» RECORDS FOR THE EXERCISE
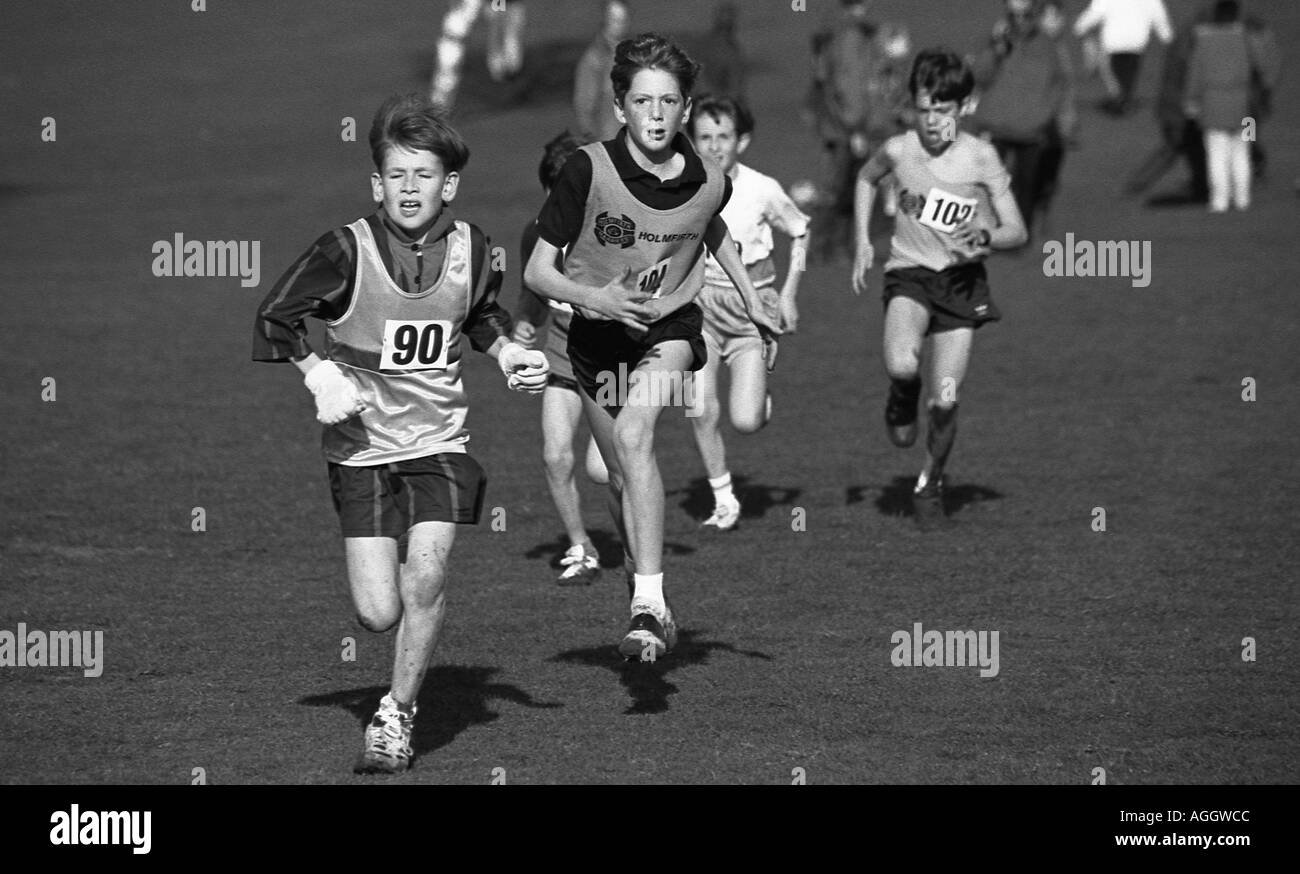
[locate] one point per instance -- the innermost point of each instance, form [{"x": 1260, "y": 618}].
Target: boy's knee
[
  {"x": 423, "y": 591},
  {"x": 598, "y": 474},
  {"x": 632, "y": 437},
  {"x": 904, "y": 364},
  {"x": 749, "y": 422},
  {"x": 377, "y": 618},
  {"x": 558, "y": 461},
  {"x": 706, "y": 412}
]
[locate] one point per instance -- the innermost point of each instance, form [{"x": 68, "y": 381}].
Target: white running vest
[{"x": 403, "y": 353}]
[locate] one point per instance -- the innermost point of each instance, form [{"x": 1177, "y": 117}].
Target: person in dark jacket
[
  {"x": 1218, "y": 92},
  {"x": 1027, "y": 108}
]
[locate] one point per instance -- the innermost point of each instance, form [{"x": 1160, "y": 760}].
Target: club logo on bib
[{"x": 615, "y": 232}]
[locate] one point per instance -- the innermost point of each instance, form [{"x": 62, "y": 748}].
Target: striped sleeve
[
  {"x": 319, "y": 285},
  {"x": 488, "y": 319}
]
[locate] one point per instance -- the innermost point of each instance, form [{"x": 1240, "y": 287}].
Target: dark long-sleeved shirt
[{"x": 319, "y": 284}]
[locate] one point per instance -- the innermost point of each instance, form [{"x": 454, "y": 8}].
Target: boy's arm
[
  {"x": 533, "y": 311},
  {"x": 319, "y": 284},
  {"x": 488, "y": 324},
  {"x": 863, "y": 202},
  {"x": 723, "y": 249},
  {"x": 1010, "y": 232},
  {"x": 615, "y": 301},
  {"x": 788, "y": 219},
  {"x": 316, "y": 285}
]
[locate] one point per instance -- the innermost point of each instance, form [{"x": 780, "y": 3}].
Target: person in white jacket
[{"x": 1125, "y": 29}]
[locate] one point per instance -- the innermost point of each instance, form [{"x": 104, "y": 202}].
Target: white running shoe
[
  {"x": 388, "y": 740},
  {"x": 726, "y": 515},
  {"x": 580, "y": 566}
]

» PROBLEM DETAILS
Copy every one of the lines above, requests included, and shift each x and y coordinate in the answers up by 111, leaving the numbers in the requests and their format samples as they are. Omit the pictures from your answer.

» RESPONSE BELOW
[locate] one point per instance -- the innermost point of each instance, form [{"x": 1260, "y": 618}].
Target: boy's knee
[
  {"x": 534, "y": 702},
  {"x": 709, "y": 585},
  {"x": 743, "y": 548},
  {"x": 1015, "y": 475},
  {"x": 860, "y": 533},
  {"x": 488, "y": 729},
  {"x": 669, "y": 572},
  {"x": 817, "y": 523}
]
[locate] one point per instance -- the innermost point of each instance, form [{"x": 68, "y": 381}].
Target: white running vest
[{"x": 514, "y": 464}]
[locate] one point per instance -- the innermost point of each instance, form [{"x": 1177, "y": 117}].
Target: person in dark jacket
[
  {"x": 1329, "y": 203},
  {"x": 1138, "y": 219}
]
[locate] one point per instance -- the innermost point of each instance, form [{"x": 1160, "y": 760}].
Target: club logo on bib
[{"x": 726, "y": 343}]
[locate] one point per instance -- the innermost point of each instance, form [{"x": 62, "y": 748}].
Target: striped sleeve
[
  {"x": 430, "y": 396},
  {"x": 599, "y": 430}
]
[locate] one point per instance -- the innermost point of each instance, form [{"x": 1240, "y": 287}].
Target: dark long-sleeved shirt
[{"x": 430, "y": 395}]
[locate] one point per instance -- the innermost point of each instance, form [{"x": 454, "y": 8}].
Target: boy's arm
[
  {"x": 644, "y": 422},
  {"x": 430, "y": 395},
  {"x": 599, "y": 435},
  {"x": 974, "y": 313},
  {"x": 834, "y": 360},
  {"x": 1121, "y": 343},
  {"x": 726, "y": 412},
  {"x": 899, "y": 330},
  {"x": 427, "y": 396}
]
[locate] one point per instance -- the innermost point of each instance, form [{"x": 780, "y": 3}].
Target: person in white jacket
[{"x": 1236, "y": 140}]
[locate] one point per instance -- the innermost point of each instance, form [{"x": 104, "y": 202}].
Target: white running shoe
[
  {"x": 499, "y": 851},
  {"x": 837, "y": 626},
  {"x": 691, "y": 677}
]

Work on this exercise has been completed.